▸ Activity
Could you work out the number of lines in the listing that include the word "green" and reply with that figure alone?

▸ Input
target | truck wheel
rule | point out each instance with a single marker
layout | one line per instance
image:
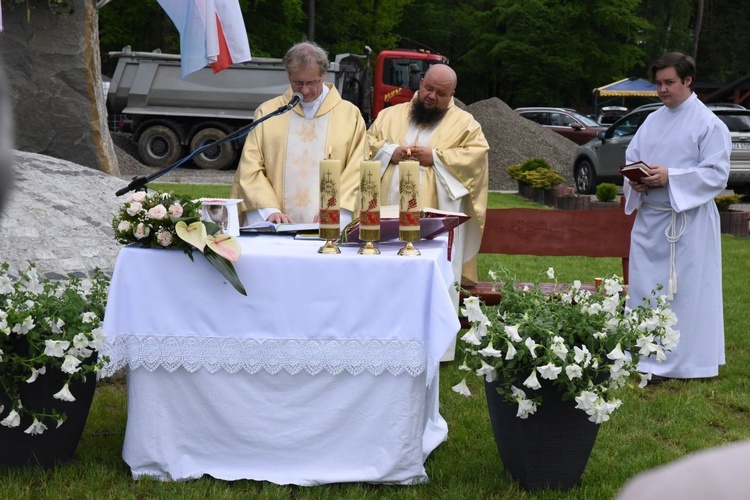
(213, 158)
(159, 146)
(585, 178)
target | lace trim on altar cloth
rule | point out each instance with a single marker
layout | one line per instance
(313, 356)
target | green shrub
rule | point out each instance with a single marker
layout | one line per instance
(535, 164)
(723, 202)
(541, 178)
(606, 192)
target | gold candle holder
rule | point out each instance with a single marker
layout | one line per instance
(369, 214)
(408, 221)
(329, 215)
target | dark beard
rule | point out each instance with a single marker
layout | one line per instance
(422, 116)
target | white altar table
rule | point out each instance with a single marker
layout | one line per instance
(326, 372)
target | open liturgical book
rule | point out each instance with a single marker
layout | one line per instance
(281, 228)
(635, 171)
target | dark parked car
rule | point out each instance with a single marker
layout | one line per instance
(597, 160)
(566, 122)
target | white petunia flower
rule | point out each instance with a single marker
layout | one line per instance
(487, 371)
(462, 388)
(550, 371)
(64, 394)
(55, 348)
(35, 428)
(532, 382)
(12, 420)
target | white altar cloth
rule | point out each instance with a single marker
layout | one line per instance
(326, 372)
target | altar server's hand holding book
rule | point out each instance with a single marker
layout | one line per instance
(635, 171)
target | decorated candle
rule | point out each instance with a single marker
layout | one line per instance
(330, 173)
(369, 189)
(408, 189)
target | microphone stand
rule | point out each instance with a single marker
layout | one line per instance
(139, 183)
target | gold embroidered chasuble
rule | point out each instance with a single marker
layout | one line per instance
(460, 145)
(279, 167)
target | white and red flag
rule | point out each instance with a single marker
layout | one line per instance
(211, 32)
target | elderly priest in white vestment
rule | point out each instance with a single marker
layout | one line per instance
(452, 153)
(675, 239)
(278, 175)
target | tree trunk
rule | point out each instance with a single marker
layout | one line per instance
(53, 69)
(697, 33)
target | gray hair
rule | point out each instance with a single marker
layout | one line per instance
(305, 54)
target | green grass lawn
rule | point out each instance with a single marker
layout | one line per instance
(653, 426)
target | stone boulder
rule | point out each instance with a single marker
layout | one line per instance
(58, 216)
(53, 69)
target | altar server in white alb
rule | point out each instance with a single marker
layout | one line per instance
(676, 236)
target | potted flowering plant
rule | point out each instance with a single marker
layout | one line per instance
(161, 220)
(50, 333)
(548, 357)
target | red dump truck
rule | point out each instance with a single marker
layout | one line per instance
(171, 116)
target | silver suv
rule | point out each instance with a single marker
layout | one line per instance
(597, 160)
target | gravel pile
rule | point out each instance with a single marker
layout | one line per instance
(514, 139)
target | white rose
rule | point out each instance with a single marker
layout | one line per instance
(158, 212)
(175, 210)
(141, 231)
(164, 238)
(134, 208)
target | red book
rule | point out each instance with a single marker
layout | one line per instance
(635, 171)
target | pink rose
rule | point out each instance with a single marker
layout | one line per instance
(175, 210)
(164, 238)
(158, 212)
(138, 196)
(134, 208)
(141, 231)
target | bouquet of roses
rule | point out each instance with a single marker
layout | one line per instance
(161, 220)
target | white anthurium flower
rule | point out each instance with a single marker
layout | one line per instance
(70, 364)
(573, 371)
(56, 348)
(471, 337)
(531, 345)
(616, 353)
(13, 419)
(35, 373)
(532, 382)
(487, 371)
(462, 388)
(35, 428)
(510, 352)
(586, 400)
(512, 333)
(64, 394)
(490, 352)
(550, 371)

▸ Result of the exercise
2